◆ Selected text ◆
Jews, Muslims Pray For Palestinian Family Injured In Arson Attack

"We were sent by God to live in this land together."

An arson attack on a Palestinian home on July 31 in Duma that killed 18-month-old Ali Dawabsheh and injured three other family members brought Jewish and Muslim leaders together on Monday to pray for the victims.

Ahmad Dawabsha, Ali’s 4-year-old brother, and his parents, Saad and Reham, are in critical condition with third degree burns and are being treated at Israel’s Sheba Medical Center.

A delegation of Jewish and Muslim leaders, led by former Israeli government minister Rabbi Michael Melchior, Rabbi Rafi Feurstein and Rabbi David Stav gathered outside the hospital’s Pediatric Critical Care Unit to pray for Ahmad. Senior members of the Islamic Movement were also present along with Rabbi Aryeh Stern, Chief Rabbi of Jerusalem.

The group met with Ahmad’s grandfather and reiterated their solidarity with the family. “We represent many rabbis and none of us are willing to stand silent in the face of such a desperate act of evil,” Rabbi Stern told him, according to a press release.

Rabbis meet with Ahmad's grandfather.

Rabbis meet with Ahmad's grandfather.

Nir Keidar

Rabbi David Stav, chairman of the Tzohar Rabbinic Organization and Chief Rabbi of the Israeli town of Shoham, said his message to Ahmad’s grandfather was one of condolence as well as remorse.

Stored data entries

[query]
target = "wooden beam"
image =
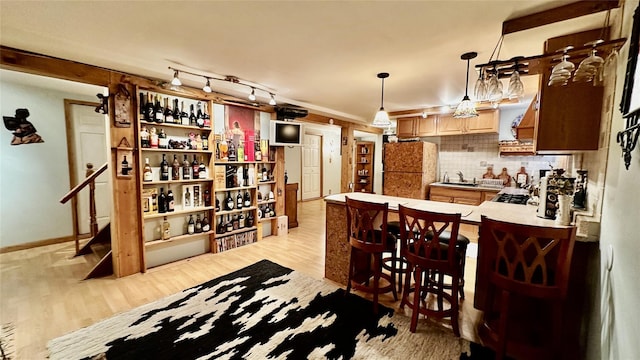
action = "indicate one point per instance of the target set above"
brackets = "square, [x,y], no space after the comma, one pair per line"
[566,12]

◆ Task requirements ◆
a - Answer these questions using the article on the Duma arson attack:
(i) On what date did the arson attack occur?
(ii) At which medical center are the injured family members being treated?
(iii) Which organization does Rabbi David Stav chair?
b - Quote the stretch of the article on the Duma arson attack from "A delegation of" through "well as remorse.".

◆ Solutions ◆
a -
(i) July 31
(ii) Israel's Sheba Medical Center
(iii) The Tzohar Rabbinic Organization

b -
A delegation of Jewish and Muslim leaders, led by former Israeli government minister Rabbi Michael Melchior, Rabbi Rafi Feurstein and Rabbi David Stav gathered outside the hospital’s Pediatric Critical Care Unit to pray for Ahmad. Senior members of the Islamic Movement were also present along with Rabbi Aryeh Stern, Chief Rabbi of Jerusalem.

The group met with Ahmad’s grandfather and reiterated their solidarity with the family. “We represent many rabbis and none of us are willing to stand silent in the face of such a desperate act of evil,” Rabbi Stern told him, according to a press release.

Rabbis meet with Ahmad's grandfather.

Rabbis meet with Ahmad's grandfather.

Nir Keidar

Rabbi David Stav, chairman of the Tzohar Rabbinic Organization and Chief Rabbi of the Israeli town of Shoham, said his message to Ahmad’s grandfather was one of condolence as well as remorse.